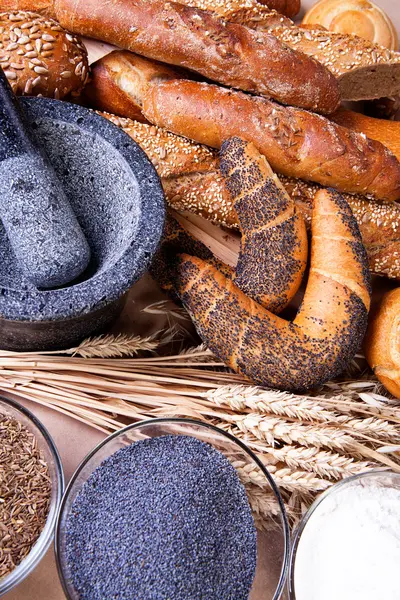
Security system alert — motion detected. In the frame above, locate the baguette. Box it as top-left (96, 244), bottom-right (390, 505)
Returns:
top-left (84, 50), bottom-right (188, 123)
top-left (330, 109), bottom-right (400, 160)
top-left (36, 0), bottom-right (340, 113)
top-left (171, 191), bottom-right (370, 392)
top-left (143, 80), bottom-right (400, 201)
top-left (176, 0), bottom-right (400, 100)
top-left (103, 114), bottom-right (400, 279)
top-left (0, 11), bottom-right (89, 99)
top-left (303, 0), bottom-right (399, 50)
top-left (221, 138), bottom-right (308, 314)
top-left (364, 288), bottom-right (400, 398)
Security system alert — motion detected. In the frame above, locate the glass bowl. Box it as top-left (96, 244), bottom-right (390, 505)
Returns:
top-left (55, 418), bottom-right (290, 600)
top-left (288, 469), bottom-right (400, 600)
top-left (0, 397), bottom-right (64, 596)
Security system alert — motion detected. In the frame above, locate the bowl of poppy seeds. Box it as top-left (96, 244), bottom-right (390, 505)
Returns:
top-left (0, 398), bottom-right (64, 596)
top-left (55, 419), bottom-right (289, 600)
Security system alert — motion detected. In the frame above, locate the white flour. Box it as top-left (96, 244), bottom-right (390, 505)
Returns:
top-left (294, 479), bottom-right (400, 600)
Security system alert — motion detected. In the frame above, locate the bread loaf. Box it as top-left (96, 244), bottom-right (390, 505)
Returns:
top-left (143, 80), bottom-right (400, 200)
top-left (176, 0), bottom-right (400, 100)
top-left (104, 115), bottom-right (400, 279)
top-left (0, 11), bottom-right (89, 99)
top-left (221, 138), bottom-right (308, 313)
top-left (303, 0), bottom-right (399, 50)
top-left (171, 191), bottom-right (370, 391)
top-left (330, 109), bottom-right (400, 159)
top-left (84, 50), bottom-right (188, 122)
top-left (364, 288), bottom-right (400, 398)
top-left (29, 0), bottom-right (340, 113)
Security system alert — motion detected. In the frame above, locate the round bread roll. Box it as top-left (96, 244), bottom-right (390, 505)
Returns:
top-left (364, 288), bottom-right (400, 398)
top-left (0, 12), bottom-right (89, 99)
top-left (303, 0), bottom-right (399, 50)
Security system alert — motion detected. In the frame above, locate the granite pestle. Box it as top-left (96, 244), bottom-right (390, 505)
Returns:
top-left (0, 69), bottom-right (90, 288)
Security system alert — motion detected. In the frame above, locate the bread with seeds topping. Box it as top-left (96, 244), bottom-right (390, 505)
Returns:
top-left (175, 0), bottom-right (400, 100)
top-left (143, 80), bottom-right (400, 201)
top-left (39, 0), bottom-right (340, 114)
top-left (0, 11), bottom-right (89, 99)
top-left (102, 113), bottom-right (400, 279)
top-left (220, 137), bottom-right (308, 314)
top-left (83, 50), bottom-right (188, 123)
top-left (171, 190), bottom-right (370, 392)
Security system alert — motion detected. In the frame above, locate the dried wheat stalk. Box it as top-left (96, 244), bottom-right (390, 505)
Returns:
top-left (0, 332), bottom-right (400, 521)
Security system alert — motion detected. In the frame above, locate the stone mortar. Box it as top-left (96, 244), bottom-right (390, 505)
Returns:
top-left (0, 98), bottom-right (165, 351)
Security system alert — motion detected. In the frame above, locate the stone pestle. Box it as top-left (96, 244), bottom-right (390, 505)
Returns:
top-left (0, 68), bottom-right (90, 288)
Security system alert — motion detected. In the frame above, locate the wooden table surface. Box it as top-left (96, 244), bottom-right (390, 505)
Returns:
top-left (6, 0), bottom-right (400, 600)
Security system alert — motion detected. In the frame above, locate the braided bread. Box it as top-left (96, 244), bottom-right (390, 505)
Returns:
top-left (171, 190), bottom-right (370, 391)
top-left (364, 288), bottom-right (400, 398)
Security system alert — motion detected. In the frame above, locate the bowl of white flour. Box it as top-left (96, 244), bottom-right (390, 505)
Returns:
top-left (289, 470), bottom-right (400, 600)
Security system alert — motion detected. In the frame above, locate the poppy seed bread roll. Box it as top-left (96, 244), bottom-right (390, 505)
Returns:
top-left (171, 190), bottom-right (370, 391)
top-left (220, 138), bottom-right (308, 313)
top-left (364, 288), bottom-right (400, 398)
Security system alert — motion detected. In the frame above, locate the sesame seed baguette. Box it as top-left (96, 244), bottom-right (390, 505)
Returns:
top-left (0, 11), bottom-right (89, 99)
top-left (102, 113), bottom-right (400, 279)
top-left (143, 80), bottom-right (400, 201)
top-left (175, 0), bottom-right (400, 100)
top-left (31, 0), bottom-right (340, 114)
top-left (171, 190), bottom-right (370, 391)
top-left (364, 288), bottom-right (400, 398)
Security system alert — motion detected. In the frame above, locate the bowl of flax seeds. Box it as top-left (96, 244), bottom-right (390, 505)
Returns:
top-left (0, 397), bottom-right (64, 596)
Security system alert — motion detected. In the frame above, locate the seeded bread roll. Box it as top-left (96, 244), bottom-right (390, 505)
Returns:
top-left (220, 138), bottom-right (308, 313)
top-left (0, 12), bottom-right (89, 99)
top-left (176, 0), bottom-right (400, 100)
top-left (364, 288), bottom-right (400, 398)
top-left (103, 113), bottom-right (400, 279)
top-left (28, 0), bottom-right (340, 114)
top-left (171, 191), bottom-right (370, 391)
top-left (143, 80), bottom-right (400, 201)
top-left (303, 0), bottom-right (399, 50)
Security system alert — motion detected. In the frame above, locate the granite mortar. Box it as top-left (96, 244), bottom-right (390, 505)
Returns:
top-left (0, 98), bottom-right (165, 350)
top-left (66, 436), bottom-right (257, 600)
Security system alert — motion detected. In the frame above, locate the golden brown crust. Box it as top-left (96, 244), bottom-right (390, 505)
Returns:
top-left (104, 115), bottom-right (400, 279)
top-left (169, 0), bottom-right (400, 100)
top-left (0, 11), bottom-right (89, 99)
top-left (173, 191), bottom-right (369, 391)
top-left (50, 0), bottom-right (340, 113)
top-left (84, 50), bottom-right (184, 123)
top-left (143, 80), bottom-right (400, 200)
top-left (364, 288), bottom-right (400, 398)
top-left (329, 109), bottom-right (400, 159)
top-left (303, 0), bottom-right (399, 50)
top-left (220, 138), bottom-right (308, 314)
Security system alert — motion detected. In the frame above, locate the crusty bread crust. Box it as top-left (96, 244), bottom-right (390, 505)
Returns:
top-left (143, 80), bottom-right (400, 201)
top-left (51, 0), bottom-right (340, 113)
top-left (364, 288), bottom-right (400, 398)
top-left (0, 11), bottom-right (89, 99)
top-left (220, 138), bottom-right (308, 314)
top-left (103, 113), bottom-right (400, 279)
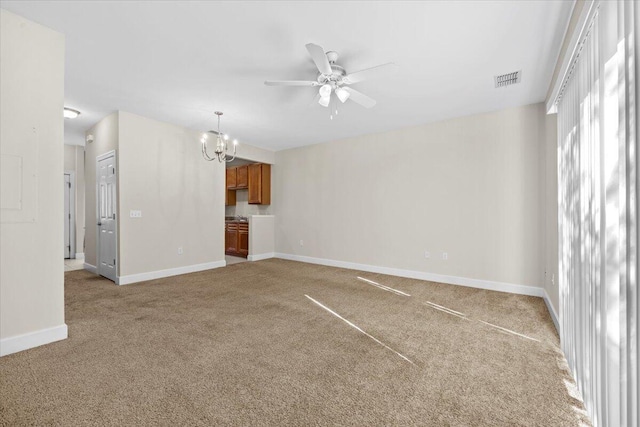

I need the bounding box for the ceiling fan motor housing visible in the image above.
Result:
[318,51,347,85]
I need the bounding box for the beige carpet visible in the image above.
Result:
[0,259,588,426]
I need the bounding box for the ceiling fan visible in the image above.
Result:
[264,43,398,114]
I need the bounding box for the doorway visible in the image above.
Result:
[96,150,118,282]
[64,172,76,259]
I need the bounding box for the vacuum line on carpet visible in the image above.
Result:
[478,320,540,342]
[427,303,469,320]
[305,294,415,365]
[357,276,411,297]
[427,301,467,317]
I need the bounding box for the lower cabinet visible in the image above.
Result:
[224,221,249,258]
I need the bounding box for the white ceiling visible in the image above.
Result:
[0,0,573,150]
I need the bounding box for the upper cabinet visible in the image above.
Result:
[227,168,237,190]
[227,165,249,190]
[225,163,271,206]
[236,165,249,189]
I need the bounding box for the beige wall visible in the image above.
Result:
[84,112,119,267]
[118,112,225,276]
[64,145,85,253]
[225,190,274,216]
[0,9,66,354]
[249,215,275,260]
[274,104,546,287]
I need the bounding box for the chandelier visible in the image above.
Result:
[200,111,238,163]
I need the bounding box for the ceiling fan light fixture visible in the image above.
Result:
[319,84,331,98]
[318,96,331,107]
[336,87,351,104]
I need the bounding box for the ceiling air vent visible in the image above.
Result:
[493,70,522,87]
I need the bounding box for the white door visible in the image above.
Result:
[64,173,71,259]
[96,153,117,282]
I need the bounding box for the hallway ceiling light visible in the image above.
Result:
[200,111,238,163]
[64,107,80,119]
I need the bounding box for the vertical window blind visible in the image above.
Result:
[557,1,638,427]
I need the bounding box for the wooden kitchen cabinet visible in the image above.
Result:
[224,221,249,258]
[238,222,249,258]
[226,168,237,190]
[236,165,249,190]
[224,222,238,255]
[224,189,236,206]
[249,163,271,205]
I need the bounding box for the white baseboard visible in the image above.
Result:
[118,260,227,285]
[275,252,544,297]
[543,289,560,333]
[0,323,68,357]
[247,252,276,261]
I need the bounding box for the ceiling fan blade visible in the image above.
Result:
[264,80,320,86]
[342,62,400,85]
[344,87,376,108]
[307,43,332,74]
[309,93,320,106]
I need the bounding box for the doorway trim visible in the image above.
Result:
[64,171,76,259]
[93,150,120,285]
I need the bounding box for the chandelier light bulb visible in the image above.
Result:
[200,111,238,163]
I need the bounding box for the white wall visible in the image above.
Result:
[84,112,119,267]
[542,114,560,314]
[274,104,546,292]
[64,145,85,254]
[118,112,225,282]
[0,9,67,355]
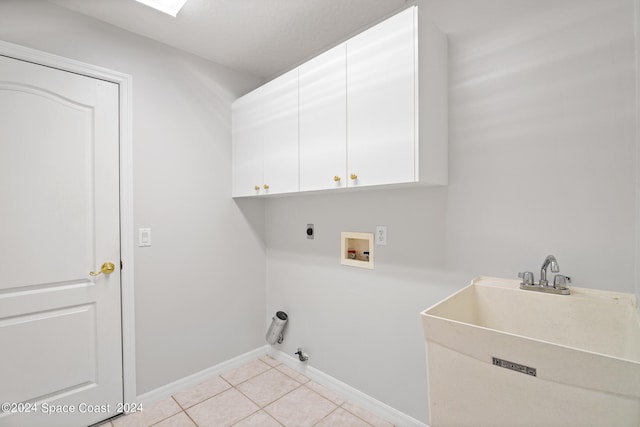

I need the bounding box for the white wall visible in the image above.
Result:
[634,0,640,313]
[266,0,636,422]
[0,0,265,394]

## Exercise instructions
Print the data verbatim, from the line containing "I need the bounding box for the white baseboard" through the end of the data, and leave out the pictures.

## Completed exercise
I need the bounding box for the white baseboard visible in the image above.
Result:
[118,260,227,285]
[275,252,544,297]
[543,289,560,333]
[0,323,68,357]
[247,252,276,261]
I need the bounding box for the ceiling fan blade visible in the image above.
Result:
[264,80,320,86]
[342,62,400,85]
[344,87,376,108]
[307,43,332,74]
[309,93,320,106]
I need the bounding box for the doorway trim visible in the image above.
Result:
[64,171,76,259]
[93,150,120,285]
I need the bounding box for the chandelier light bulb visible in the image above.
Result:
[200,111,238,163]
I need the bounding box for the white wall visible in the image above.
Result:
[84,112,119,267]
[542,114,560,314]
[274,104,546,292]
[64,145,85,254]
[118,112,225,282]
[0,9,67,355]

I need the bounding box for the white wall visible in the image above.
Result:
[634,0,640,313]
[266,0,636,422]
[0,0,265,394]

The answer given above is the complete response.